## begin EXERCISE INPUT
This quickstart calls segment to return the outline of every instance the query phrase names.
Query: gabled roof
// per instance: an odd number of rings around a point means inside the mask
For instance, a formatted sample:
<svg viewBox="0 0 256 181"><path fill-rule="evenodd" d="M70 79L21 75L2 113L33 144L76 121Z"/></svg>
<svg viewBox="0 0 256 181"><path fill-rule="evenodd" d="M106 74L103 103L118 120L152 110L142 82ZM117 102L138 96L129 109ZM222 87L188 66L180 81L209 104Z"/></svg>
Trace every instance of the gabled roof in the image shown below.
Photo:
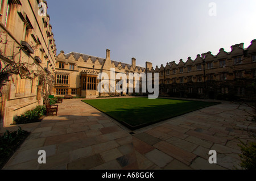
<svg viewBox="0 0 256 181"><path fill-rule="evenodd" d="M90 60L92 60L93 64L95 63L97 59L98 58L100 64L101 65L102 65L103 64L104 60L105 60L105 58L100 58L100 57L90 56L89 54L83 54L83 53L77 53L77 52L70 52L70 53L68 53L65 54L65 58L68 59L68 58L69 58L69 57L71 56L71 54L73 54L74 57L76 59L76 60L78 60L80 57L82 57L85 61L86 61L87 60L89 59L89 57L90 57ZM112 64L114 63L115 66L117 67L120 62L112 60L111 62ZM130 64L126 64L126 63L123 63L123 62L121 62L121 64L122 66L123 67L123 68L125 68L126 65L127 65L127 66L129 69L130 69L132 67L132 65ZM138 68L138 70L139 70L140 69L141 69L142 71L143 71L145 69L145 68L142 68L142 67L139 67L139 66L137 66L137 67Z"/></svg>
## end EXERCISE INPUT
- _GIVEN PROBLEM_: Format the records above as a Markdown table with two columns, Row and Line, giving each line its own numbered row and skipping blank lines. Leave the pictures out.

- _TASK RESULT_:
| Row | Line |
|---|---|
| 1 | This quickstart calls segment to return the outline of every instance the query phrase names. |
| 2 | Query: gabled roof |
| 3 | // per instance: an odd number of rings around a point means inside the mask |
| 4 | For instance, a formatted sample: |
| 5 | <svg viewBox="0 0 256 181"><path fill-rule="evenodd" d="M70 79L21 75L2 113L33 144L76 121Z"/></svg> |
| 6 | <svg viewBox="0 0 256 181"><path fill-rule="evenodd" d="M106 74L103 103L118 120L152 110L142 82ZM117 102L138 96L129 109ZM222 87L188 66L180 81L209 104Z"/></svg> |
| 7 | Trace every instance of the gabled roof in the image shown below. |
| 8 | Photo: |
| 9 | <svg viewBox="0 0 256 181"><path fill-rule="evenodd" d="M90 60L92 60L93 64L95 63L97 59L98 58L100 64L101 65L102 65L103 64L104 60L105 60L105 58L100 58L100 57L90 56L89 54L83 54L83 53L77 53L77 52L70 52L70 53L68 53L65 54L65 58L68 59L68 58L69 58L69 57L71 56L71 54L73 54L74 57L76 59L76 60L78 60L80 57L82 57L85 61L86 61L87 60L89 59L89 57L90 57ZM112 64L114 63L115 66L117 67L120 62L112 60L111 62ZM130 64L126 64L126 63L123 63L123 62L121 62L121 64L122 66L123 67L123 68L125 68L126 65L127 65L127 66L129 69L130 69L132 67L132 65ZM138 68L138 70L139 70L140 69L141 69L142 71L143 71L145 69L145 68L142 68L142 67L139 67L139 66L137 66L137 67Z"/></svg> |